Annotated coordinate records
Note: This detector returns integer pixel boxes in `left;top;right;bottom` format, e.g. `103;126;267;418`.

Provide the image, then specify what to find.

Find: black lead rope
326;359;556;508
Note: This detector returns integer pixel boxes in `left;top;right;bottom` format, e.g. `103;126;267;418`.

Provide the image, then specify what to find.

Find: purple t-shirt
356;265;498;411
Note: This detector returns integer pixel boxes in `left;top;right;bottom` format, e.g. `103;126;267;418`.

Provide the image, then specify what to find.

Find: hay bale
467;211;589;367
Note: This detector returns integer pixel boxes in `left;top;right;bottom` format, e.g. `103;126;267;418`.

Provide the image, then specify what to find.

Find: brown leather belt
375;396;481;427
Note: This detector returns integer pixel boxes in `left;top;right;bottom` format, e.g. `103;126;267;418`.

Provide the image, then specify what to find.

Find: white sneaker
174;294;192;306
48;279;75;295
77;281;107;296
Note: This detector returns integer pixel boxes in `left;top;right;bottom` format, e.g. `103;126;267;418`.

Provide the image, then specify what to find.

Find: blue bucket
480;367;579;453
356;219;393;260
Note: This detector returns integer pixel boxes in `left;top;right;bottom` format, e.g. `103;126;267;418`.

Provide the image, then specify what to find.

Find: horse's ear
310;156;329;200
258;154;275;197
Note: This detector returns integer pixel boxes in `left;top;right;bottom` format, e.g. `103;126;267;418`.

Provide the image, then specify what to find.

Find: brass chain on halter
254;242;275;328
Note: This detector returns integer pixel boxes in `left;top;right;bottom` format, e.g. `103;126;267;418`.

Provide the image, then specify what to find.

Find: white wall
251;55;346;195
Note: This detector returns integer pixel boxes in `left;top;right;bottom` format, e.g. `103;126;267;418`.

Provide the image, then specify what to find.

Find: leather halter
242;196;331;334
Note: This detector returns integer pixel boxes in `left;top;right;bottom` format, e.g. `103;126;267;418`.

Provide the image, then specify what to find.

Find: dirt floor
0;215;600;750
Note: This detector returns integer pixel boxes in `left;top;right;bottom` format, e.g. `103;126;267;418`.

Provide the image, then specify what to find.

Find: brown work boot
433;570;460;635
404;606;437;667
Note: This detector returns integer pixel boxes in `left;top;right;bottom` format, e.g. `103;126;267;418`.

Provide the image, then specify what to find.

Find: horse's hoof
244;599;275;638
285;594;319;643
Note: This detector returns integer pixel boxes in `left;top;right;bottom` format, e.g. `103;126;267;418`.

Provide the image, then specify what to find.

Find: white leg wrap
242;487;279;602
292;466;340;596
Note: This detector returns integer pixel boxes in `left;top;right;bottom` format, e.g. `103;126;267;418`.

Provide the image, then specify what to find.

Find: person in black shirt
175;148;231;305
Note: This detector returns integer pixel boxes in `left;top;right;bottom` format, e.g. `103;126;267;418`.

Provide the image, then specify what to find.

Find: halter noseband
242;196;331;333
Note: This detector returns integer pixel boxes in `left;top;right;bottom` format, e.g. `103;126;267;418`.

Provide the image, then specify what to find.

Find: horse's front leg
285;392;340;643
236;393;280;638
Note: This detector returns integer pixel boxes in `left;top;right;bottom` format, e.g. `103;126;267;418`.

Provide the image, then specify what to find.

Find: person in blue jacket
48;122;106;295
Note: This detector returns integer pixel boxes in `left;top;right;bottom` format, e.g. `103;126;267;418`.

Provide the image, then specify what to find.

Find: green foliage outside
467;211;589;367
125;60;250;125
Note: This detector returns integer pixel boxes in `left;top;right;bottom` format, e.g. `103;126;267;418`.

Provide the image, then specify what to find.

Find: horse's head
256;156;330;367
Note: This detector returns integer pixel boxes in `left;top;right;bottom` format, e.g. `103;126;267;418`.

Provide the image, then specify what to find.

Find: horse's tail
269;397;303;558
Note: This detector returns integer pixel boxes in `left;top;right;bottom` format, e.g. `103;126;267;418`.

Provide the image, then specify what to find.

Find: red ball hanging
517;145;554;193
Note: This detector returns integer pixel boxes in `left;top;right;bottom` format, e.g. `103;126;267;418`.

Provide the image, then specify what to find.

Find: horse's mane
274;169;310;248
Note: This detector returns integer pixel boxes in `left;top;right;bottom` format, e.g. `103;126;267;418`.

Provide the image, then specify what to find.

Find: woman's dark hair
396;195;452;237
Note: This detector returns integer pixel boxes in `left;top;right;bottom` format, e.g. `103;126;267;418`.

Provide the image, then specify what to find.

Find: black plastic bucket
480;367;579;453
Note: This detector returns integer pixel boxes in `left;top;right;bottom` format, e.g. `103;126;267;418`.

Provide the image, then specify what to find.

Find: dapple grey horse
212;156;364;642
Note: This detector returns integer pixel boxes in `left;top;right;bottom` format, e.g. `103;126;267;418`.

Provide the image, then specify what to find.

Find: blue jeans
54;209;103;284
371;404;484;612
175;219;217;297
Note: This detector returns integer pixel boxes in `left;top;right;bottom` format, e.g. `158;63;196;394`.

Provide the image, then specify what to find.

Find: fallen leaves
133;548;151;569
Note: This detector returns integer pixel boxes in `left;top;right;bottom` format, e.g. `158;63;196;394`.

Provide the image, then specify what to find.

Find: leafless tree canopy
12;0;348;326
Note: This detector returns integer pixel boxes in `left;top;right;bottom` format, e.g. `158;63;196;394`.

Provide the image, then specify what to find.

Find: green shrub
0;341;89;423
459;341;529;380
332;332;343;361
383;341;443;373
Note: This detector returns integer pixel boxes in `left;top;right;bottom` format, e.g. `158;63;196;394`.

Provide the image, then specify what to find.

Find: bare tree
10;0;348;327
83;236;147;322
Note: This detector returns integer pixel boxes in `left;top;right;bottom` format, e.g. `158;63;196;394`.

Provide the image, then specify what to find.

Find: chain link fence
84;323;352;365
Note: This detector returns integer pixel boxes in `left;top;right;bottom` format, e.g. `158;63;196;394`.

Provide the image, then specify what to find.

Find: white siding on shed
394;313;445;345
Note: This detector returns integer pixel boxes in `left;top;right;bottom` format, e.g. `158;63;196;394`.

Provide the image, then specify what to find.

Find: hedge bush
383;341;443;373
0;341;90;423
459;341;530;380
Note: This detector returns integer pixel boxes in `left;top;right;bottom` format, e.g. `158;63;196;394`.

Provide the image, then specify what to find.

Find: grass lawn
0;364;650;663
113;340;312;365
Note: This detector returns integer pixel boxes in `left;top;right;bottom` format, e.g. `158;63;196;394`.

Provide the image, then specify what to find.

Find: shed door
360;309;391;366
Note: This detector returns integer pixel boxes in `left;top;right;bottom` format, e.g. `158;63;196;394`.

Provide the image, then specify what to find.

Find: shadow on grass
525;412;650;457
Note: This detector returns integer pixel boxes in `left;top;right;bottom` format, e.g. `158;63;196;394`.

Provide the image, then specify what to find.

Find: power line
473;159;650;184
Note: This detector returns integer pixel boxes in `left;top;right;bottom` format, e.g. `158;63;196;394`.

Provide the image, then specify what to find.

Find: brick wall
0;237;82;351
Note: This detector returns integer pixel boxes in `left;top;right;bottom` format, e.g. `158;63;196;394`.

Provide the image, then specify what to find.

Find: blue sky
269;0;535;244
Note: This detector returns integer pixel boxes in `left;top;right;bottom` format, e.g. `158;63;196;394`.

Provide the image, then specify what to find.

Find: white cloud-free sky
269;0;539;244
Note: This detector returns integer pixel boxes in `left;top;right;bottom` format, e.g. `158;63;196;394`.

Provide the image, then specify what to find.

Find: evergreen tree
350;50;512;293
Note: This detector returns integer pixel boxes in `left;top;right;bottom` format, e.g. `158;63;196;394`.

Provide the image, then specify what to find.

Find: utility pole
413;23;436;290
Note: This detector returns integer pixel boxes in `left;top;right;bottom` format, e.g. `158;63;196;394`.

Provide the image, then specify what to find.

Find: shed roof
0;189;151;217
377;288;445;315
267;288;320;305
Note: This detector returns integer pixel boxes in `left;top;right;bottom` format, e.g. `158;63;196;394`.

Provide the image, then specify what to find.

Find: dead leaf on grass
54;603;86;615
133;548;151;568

> [WORK INSTRUCTIONS]: Please arrange everything from the start of the listing down to the line containing "326;359;556;508" as a numbered list, leaving out any blank lines.

> [SOLUTION TO THIS PROBLEM]:
1. Note: This detector returns integer pixel boxes in `left;top;right;bottom` format, e.g. `103;126;267;418`.
2. Provide the image, then specify what to find.
3. Find: black lead rope
4. 326;359;556;508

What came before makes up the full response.